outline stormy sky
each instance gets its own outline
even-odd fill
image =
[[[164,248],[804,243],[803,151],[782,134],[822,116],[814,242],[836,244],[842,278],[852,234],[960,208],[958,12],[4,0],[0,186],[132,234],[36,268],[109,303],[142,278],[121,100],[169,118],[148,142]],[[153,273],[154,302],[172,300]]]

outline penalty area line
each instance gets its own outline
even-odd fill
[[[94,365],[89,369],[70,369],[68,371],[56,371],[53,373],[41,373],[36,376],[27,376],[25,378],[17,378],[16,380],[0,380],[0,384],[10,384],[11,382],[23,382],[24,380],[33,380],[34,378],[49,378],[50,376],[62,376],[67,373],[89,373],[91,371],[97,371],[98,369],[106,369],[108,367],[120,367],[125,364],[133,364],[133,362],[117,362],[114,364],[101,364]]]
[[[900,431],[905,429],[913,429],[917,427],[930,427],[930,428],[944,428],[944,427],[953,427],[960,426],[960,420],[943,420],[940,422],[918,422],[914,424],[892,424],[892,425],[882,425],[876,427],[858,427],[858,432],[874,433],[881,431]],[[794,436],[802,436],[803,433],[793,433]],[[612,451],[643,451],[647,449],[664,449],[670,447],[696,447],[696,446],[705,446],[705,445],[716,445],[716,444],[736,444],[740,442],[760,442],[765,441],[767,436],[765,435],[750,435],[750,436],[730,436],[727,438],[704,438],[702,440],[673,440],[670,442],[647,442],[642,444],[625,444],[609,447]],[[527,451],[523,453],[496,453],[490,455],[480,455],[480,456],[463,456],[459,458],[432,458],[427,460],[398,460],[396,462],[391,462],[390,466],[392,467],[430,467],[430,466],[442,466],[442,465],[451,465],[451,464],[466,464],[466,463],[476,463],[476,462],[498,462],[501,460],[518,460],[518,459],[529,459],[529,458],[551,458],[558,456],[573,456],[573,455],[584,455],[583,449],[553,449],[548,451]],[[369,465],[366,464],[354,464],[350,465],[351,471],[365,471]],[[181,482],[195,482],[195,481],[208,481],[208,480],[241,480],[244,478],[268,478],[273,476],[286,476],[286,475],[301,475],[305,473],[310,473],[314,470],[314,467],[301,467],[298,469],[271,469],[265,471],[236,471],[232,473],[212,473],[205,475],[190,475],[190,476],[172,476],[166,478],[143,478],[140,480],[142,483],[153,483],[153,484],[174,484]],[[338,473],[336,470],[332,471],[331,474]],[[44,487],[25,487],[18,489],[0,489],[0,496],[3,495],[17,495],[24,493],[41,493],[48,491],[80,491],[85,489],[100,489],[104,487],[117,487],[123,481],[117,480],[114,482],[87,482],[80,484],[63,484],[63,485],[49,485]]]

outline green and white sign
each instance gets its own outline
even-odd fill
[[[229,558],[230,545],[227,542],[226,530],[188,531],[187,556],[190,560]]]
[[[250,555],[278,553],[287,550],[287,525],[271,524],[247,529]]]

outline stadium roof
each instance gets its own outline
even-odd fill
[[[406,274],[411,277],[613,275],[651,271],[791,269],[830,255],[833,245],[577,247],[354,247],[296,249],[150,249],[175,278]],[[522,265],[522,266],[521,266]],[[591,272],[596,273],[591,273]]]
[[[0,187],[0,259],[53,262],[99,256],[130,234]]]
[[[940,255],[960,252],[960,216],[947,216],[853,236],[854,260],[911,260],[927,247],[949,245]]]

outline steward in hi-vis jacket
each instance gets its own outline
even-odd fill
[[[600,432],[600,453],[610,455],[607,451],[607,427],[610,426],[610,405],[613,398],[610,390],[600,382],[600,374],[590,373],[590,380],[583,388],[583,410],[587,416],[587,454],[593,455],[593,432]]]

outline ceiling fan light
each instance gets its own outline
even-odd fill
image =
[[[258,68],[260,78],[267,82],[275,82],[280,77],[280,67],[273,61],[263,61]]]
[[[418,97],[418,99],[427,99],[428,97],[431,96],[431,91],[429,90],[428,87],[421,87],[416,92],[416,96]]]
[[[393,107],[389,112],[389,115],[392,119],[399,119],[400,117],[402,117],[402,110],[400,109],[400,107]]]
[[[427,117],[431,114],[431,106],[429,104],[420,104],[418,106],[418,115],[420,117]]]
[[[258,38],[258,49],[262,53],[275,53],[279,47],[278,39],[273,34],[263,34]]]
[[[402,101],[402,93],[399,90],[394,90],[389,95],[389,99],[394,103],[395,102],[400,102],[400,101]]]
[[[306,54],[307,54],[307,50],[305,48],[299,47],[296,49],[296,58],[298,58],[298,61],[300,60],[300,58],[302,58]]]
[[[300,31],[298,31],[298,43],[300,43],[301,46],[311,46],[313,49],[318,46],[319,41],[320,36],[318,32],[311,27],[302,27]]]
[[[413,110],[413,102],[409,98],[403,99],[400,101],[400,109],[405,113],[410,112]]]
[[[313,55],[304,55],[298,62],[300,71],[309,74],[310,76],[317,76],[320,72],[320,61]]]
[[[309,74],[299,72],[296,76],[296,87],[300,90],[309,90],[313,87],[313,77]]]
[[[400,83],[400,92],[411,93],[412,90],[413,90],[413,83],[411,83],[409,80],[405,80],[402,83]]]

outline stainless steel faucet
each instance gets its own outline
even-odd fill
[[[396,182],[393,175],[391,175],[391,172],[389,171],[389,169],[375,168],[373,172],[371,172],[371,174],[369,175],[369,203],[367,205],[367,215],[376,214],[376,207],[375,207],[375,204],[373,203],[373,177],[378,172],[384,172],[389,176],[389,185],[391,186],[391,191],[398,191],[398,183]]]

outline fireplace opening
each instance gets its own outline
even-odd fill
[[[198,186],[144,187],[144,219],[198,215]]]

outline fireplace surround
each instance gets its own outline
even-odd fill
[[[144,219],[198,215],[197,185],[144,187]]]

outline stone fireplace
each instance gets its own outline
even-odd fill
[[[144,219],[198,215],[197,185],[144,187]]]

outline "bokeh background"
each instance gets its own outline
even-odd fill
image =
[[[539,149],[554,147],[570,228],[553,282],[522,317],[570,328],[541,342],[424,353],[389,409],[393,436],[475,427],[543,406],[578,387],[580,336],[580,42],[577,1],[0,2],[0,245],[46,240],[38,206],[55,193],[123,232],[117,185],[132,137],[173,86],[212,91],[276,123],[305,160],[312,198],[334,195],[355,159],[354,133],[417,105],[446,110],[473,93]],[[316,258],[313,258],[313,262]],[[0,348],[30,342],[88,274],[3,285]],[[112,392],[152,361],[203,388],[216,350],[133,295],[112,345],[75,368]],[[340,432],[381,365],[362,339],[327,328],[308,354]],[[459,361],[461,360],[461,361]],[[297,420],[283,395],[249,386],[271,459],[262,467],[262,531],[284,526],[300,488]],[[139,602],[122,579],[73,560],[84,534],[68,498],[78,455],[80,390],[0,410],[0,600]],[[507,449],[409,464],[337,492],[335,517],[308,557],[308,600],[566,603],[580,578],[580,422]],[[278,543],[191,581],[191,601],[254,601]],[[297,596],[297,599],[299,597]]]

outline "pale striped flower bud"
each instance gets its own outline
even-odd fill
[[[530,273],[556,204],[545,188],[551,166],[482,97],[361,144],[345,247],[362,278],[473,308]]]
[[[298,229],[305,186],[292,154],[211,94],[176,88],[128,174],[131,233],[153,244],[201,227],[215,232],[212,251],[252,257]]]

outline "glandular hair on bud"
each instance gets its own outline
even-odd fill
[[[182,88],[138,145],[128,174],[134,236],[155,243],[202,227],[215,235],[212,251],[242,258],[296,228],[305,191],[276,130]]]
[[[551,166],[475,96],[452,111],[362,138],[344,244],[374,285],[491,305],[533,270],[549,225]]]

Required work
Each line of the material above must be retyped exactly as written.

Answer box
outline stormy sky
each instance gets its own outline
even-odd fill
image =
[[[164,248],[804,243],[803,151],[782,134],[822,116],[814,242],[836,244],[842,278],[852,234],[960,208],[958,12],[4,0],[0,186],[132,234],[36,268],[109,303],[142,278],[121,100],[169,118],[148,142]],[[153,273],[154,302],[172,300]]]

outline penalty area line
each instance gets its own outline
even-odd fill
[[[94,365],[89,369],[70,369],[68,371],[56,371],[53,373],[41,373],[36,376],[27,376],[25,378],[17,378],[16,380],[0,380],[0,384],[10,384],[11,382],[23,382],[24,380],[33,380],[34,378],[49,378],[50,376],[62,376],[67,373],[89,373],[91,371],[97,371],[98,369],[106,369],[108,367],[120,367],[125,364],[133,364],[133,362],[117,362],[114,364],[101,364]]]
[[[900,431],[905,429],[913,429],[917,427],[930,427],[930,428],[944,428],[944,427],[953,427],[960,426],[960,420],[943,420],[940,422],[918,422],[914,424],[892,424],[892,425],[882,425],[876,427],[858,427],[858,432],[874,433],[881,431]],[[794,436],[802,436],[803,433],[793,433]],[[612,451],[643,451],[647,449],[664,449],[670,447],[696,447],[696,446],[705,446],[705,445],[716,445],[716,444],[736,444],[740,442],[760,442],[765,441],[767,436],[765,435],[750,435],[750,436],[730,436],[727,438],[704,438],[702,440],[673,440],[670,442],[647,442],[642,444],[625,444],[609,447]],[[527,451],[523,453],[496,453],[490,455],[480,455],[480,456],[463,456],[459,458],[432,458],[427,460],[398,460],[396,462],[391,462],[390,466],[392,467],[430,467],[430,466],[442,466],[442,465],[451,465],[451,464],[466,464],[466,463],[476,463],[476,462],[498,462],[501,460],[518,460],[518,459],[529,459],[529,458],[551,458],[558,456],[573,456],[573,455],[584,455],[583,449],[553,449],[548,451]],[[369,465],[366,464],[354,464],[350,465],[351,471],[365,471]],[[181,482],[195,482],[195,481],[208,481],[208,480],[241,480],[244,478],[268,478],[273,476],[286,476],[286,475],[301,475],[305,473],[310,473],[314,470],[314,467],[301,467],[298,469],[271,469],[265,471],[236,471],[232,473],[212,473],[205,475],[190,475],[190,476],[172,476],[166,478],[143,478],[140,480],[142,483],[153,483],[153,484],[174,484]],[[338,473],[336,470],[332,471],[331,474]],[[44,487],[25,487],[18,489],[0,489],[0,496],[3,495],[17,495],[24,493],[41,493],[48,491],[80,491],[85,489],[100,489],[104,487],[117,487],[123,481],[117,480],[114,482],[87,482],[80,484],[63,484],[63,485],[49,485]]]

outline green and white sign
each instance gets its own outline
even-odd fill
[[[229,558],[230,545],[227,542],[226,530],[188,531],[187,556],[190,560]]]
[[[250,555],[278,553],[287,550],[287,525],[271,524],[247,529]]]

outline stadium roof
each instance gets its own outline
even-odd fill
[[[406,274],[411,277],[613,275],[651,271],[791,269],[830,255],[833,245],[577,247],[354,247],[296,249],[150,249],[175,278]],[[522,265],[522,266],[521,266]],[[591,272],[596,273],[591,273]]]
[[[0,187],[0,259],[53,262],[99,256],[130,234]]]
[[[940,255],[960,252],[960,216],[947,216],[853,236],[854,260],[911,260],[927,247],[949,245]]]

outline steward in hi-vis jacket
each instance gets its own outline
even-odd fill
[[[600,432],[600,453],[610,455],[607,451],[607,427],[610,426],[610,405],[613,398],[610,390],[600,382],[600,374],[590,373],[590,380],[583,388],[583,410],[587,416],[587,454],[593,455],[593,432]]]

outline ceiling fan light
each instance gets its own outline
even-odd fill
image =
[[[258,68],[260,78],[267,82],[275,82],[280,77],[280,67],[273,61],[263,61]]]
[[[418,97],[418,99],[427,99],[428,97],[431,96],[431,91],[429,90],[428,87],[421,87],[416,92],[416,96]]]
[[[393,107],[389,112],[389,115],[392,119],[399,119],[400,117],[402,117],[402,110],[400,109],[400,107]]]
[[[427,117],[431,114],[431,106],[429,104],[420,104],[418,106],[418,115],[420,117]]]
[[[258,38],[258,49],[262,53],[275,53],[279,47],[278,39],[273,34],[263,34]]]
[[[402,101],[402,93],[399,90],[394,90],[389,95],[389,99],[394,103],[395,102],[400,102],[400,101]]]
[[[306,54],[307,54],[307,50],[305,48],[299,47],[296,49],[296,58],[298,58],[298,61],[300,60],[300,58],[302,58]]]
[[[300,31],[298,31],[298,43],[300,43],[301,46],[311,46],[313,49],[318,46],[319,41],[320,36],[318,32],[311,27],[302,27]]]
[[[413,110],[413,102],[409,98],[403,99],[400,101],[400,109],[405,113],[410,112]]]
[[[313,55],[304,55],[298,62],[300,71],[309,74],[310,76],[317,76],[320,72],[320,61]]]
[[[309,74],[299,72],[296,76],[296,87],[300,90],[309,90],[313,87],[313,77]]]
[[[400,83],[400,92],[411,93],[412,90],[413,90],[413,83],[411,83],[409,80],[405,80],[402,83]]]

outline stainless steel faucet
each instance gets its own outline
even-odd fill
[[[396,182],[393,175],[391,175],[391,172],[389,171],[389,169],[375,168],[373,172],[371,172],[371,174],[369,175],[369,203],[367,205],[367,215],[376,214],[376,207],[375,207],[375,204],[373,203],[373,177],[378,172],[384,172],[389,176],[389,185],[391,186],[391,191],[398,191],[398,183]]]

outline fireplace opening
each instance gets its own outline
even-odd fill
[[[198,186],[144,187],[144,219],[198,215]]]

outline fireplace surround
each instance gets its own outline
even-odd fill
[[[144,219],[198,215],[197,185],[144,187]]]

outline stone fireplace
each instance gets its own outline
even-odd fill
[[[144,219],[198,215],[197,185],[144,187]]]

outline "bokeh background"
each instance gets its own outline
even-odd fill
image =
[[[539,149],[554,147],[570,228],[553,282],[522,317],[570,328],[541,342],[424,353],[389,409],[393,436],[475,427],[543,406],[578,387],[580,336],[580,42],[577,1],[0,2],[0,245],[46,240],[38,206],[55,193],[123,232],[117,185],[132,137],[173,86],[212,91],[276,123],[305,160],[312,198],[334,195],[355,159],[354,133],[417,105],[446,110],[473,93]],[[316,258],[313,258],[313,262]],[[0,348],[30,342],[88,274],[3,285]],[[112,392],[152,361],[203,388],[216,350],[133,295],[112,345],[75,368]],[[340,432],[381,365],[362,339],[327,328],[308,354]],[[459,361],[461,360],[461,361]],[[297,420],[283,395],[249,386],[271,459],[262,467],[262,531],[284,526],[300,488]],[[139,602],[122,579],[73,560],[84,534],[68,498],[78,455],[80,390],[0,410],[0,600]],[[507,449],[409,464],[337,492],[335,517],[308,557],[308,600],[566,603],[580,578],[580,422]],[[278,543],[191,581],[191,601],[254,601]],[[297,596],[297,599],[299,597]]]

outline "pale striped flower bud"
each instance gets its own outline
even-odd fill
[[[530,273],[556,204],[545,188],[551,166],[482,97],[361,144],[345,247],[362,278],[473,308]]]
[[[298,229],[305,186],[292,154],[211,94],[176,88],[128,174],[131,233],[153,244],[201,227],[215,232],[212,251],[252,257]]]

outline "glandular hair on bud"
each instance gets its own outline
even-odd fill
[[[182,88],[138,145],[128,174],[134,236],[155,243],[202,227],[215,235],[212,251],[242,258],[296,228],[305,191],[276,130]]]
[[[551,166],[475,96],[452,111],[362,138],[344,244],[374,285],[491,305],[533,270],[549,225]]]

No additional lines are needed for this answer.